Aufgaben zur Übung
(a) Prüfe, ob die folgenden Aussagen mit dem Auszug zur Marke „Hopfentraum“ übereinstimmen. Antworte jeweils mit Ja oder Nein und zitiere die entscheidenden Worte des Auszugs. (i) Das Bundespatentgericht hob die Zurückweisung auch für Biere auf. (ii) Der Handel mit Mineralwässern und Fruchtsäften wird in Deutschland durch Verordnungen geregelt. (iii) Die Anmelderin verzichtete nach einem Hinweis des BPatG unter anderem auf alkoholische Getränke der Klasse 33.
(b) Übersetze diesen Satz aus dem Auszug ins Englische: „Das Bundespatentgericht hat eine Zurückweisung der Markenanmeldung „Hopfentraum“ durch das DPMA lediglich für Waren der Klasse 32 „Mineralwässer; Fruchtsäfte“ aufgehoben.“
(c) Setze den Auszug zur Marke „Hopfentraum“ nach seinem letzten Satz fort.

Auszug
Das Bundespatentgericht hat eine Zurückweisung der Markenanmeldung „Hopfentraum“ durch das DPMA lediglich für Waren der Klasse 32 „Mineralwässer; Fruchtsäfte“ aufgehoben. Auf die weiteren beanspruchten Waren u.a. der Klasse 32: Biere und Klasse 33: alkoholische Getränke, hatte die Anmelderin nach einem Hinweis des BPatG verzichtet.
Eine Täuschungseignung durch die Bezeichnung von Mineralwässern durch „Hopfentraum“ verneint das BPatG: Da der Handel mit „Mineralwässern“ und „Fruchtsäften“ in Deutschland durch Verordnungen reglementiert wird, haben die Endverbraucher keine Veranlassung anzunehmen, dass diese Produkte mit Inhalts- oder Geschmacksstoffen von Hopfen versetzt oder angeboten werden könnten (vgl. BPatG 26 W (pat) 516/11 – aloe to go; 26 W (pat) 546/10 – Cayenne; 26 W (pat) 552/14 – Venezianischer Spritzer). Denn der normal informierte, angemessen aufmerksame und verständige Durchschnittsverbraucher dieser Waren weiß aufgrund entsprechender Unterrichtung in den Medien, vor allem in Verbraucher- und anderen Zeitschriften, im Fernsehen und im Internet, dass weder Mineralwasser noch Fruchtsaft Hopfen oder dessen Aroma enthalten.

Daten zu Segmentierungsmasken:
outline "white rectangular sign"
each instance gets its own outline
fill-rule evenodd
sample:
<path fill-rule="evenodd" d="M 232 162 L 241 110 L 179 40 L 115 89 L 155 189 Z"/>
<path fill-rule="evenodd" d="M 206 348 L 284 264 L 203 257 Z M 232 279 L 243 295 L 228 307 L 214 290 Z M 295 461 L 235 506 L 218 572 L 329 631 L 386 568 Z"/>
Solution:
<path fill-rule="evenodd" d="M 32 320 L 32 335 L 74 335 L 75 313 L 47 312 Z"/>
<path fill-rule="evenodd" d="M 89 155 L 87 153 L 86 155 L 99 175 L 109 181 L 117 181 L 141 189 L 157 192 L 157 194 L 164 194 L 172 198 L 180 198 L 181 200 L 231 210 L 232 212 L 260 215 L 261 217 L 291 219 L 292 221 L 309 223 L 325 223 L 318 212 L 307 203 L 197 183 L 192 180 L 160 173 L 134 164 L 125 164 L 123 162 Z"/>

Antworten nach Nummer
(a)
(i) Nein: „Das Bundespatentgericht hat eine Zurückweisung der Markenanmeldung „Hopfentraum“ durch das DPMA lediglich für Waren der Klasse 32 „Mineralwässer; Fruchtsäfte“ aufgehoben.“
(ii) Ja: „Da der Handel mit „Mineralwässern“ und „Fruchtsäften“ in Deutschland durch Verordnungen reglementiert wird“
(iii) Ja: „Auf die weiteren beanspruchten Waren u.a. der Klasse 32: Biere und Klasse 33: alkoholische Getränke, hatte die Anmelderin nach einem Hinweis des BPatG verzichtet.“

(b) The Federal Patent Court overturned the DPMA's rejection of the trademark application "Hopfentraum" only for goods in Class 32 "mineral waters; fruit juices."

(c)
BPatG, Beschluss vom 12.10.2016 – 26 W (pat) 516/16 – Hopfentraum
§ 8 Abs 2 Nr 1 MarkenG, § 8 Abs 2 Nr 2 MarkenG, § 8 Abs 2 Nr 4 MarkenG
Tenor
In der Beschwerdesache
…
betreffend die Markenanmeldung 30 2014 074 222.5
hat der 26. Senat (Marken-Beschwerdesenat) des Bundespatentgerichts am 12. Oktober 2016 unter Mitwirkung der Vorsitzenden Richterin Kortge, des Richters Reker und des Richters Schödel
beschlossen:
Der Beschluss der Markenstelle für Klasse 32 des Deutschen Patent- und Markenamts vom 22. Oktober 2015 wird aufgehoben.
Gründe
I.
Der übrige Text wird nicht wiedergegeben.